= EXERCISE PROMPT =
Copy out every line of the records below, changing nothing.

Contour labeling entries
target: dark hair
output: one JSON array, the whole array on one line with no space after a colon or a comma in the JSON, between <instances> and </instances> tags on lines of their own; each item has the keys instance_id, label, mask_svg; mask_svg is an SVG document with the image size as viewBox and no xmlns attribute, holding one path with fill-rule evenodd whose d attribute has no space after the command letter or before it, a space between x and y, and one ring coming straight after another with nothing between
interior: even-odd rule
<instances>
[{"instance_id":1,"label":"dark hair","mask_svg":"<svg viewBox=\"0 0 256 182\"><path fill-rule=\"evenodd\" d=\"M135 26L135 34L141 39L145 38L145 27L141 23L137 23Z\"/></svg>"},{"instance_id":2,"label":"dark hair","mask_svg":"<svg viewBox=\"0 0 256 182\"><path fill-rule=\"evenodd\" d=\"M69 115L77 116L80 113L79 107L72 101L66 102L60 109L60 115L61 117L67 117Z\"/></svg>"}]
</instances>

= OUTPUT OF THE EXERCISE =
target: dark hair
output: one JSON array, the whole array on one line with no space after a colon or a comma in the JSON, between <instances> and </instances> tags on lines of their own; each item has the keys instance_id, label, mask_svg; mask_svg is an SVG document with the image size as viewBox and no xmlns attribute, holding one path with fill-rule evenodd whose d attribute has no space after the command letter or before it, a space between x and y, and one ring coming straight after another with nothing between
interior: even-odd rule
<instances>
[{"instance_id":1,"label":"dark hair","mask_svg":"<svg viewBox=\"0 0 256 182\"><path fill-rule=\"evenodd\" d=\"M135 26L135 34L141 39L145 38L145 27L141 23L137 23Z\"/></svg>"},{"instance_id":2,"label":"dark hair","mask_svg":"<svg viewBox=\"0 0 256 182\"><path fill-rule=\"evenodd\" d=\"M69 115L77 116L80 113L79 107L72 101L66 102L60 109L60 115L61 117L67 117Z\"/></svg>"}]
</instances>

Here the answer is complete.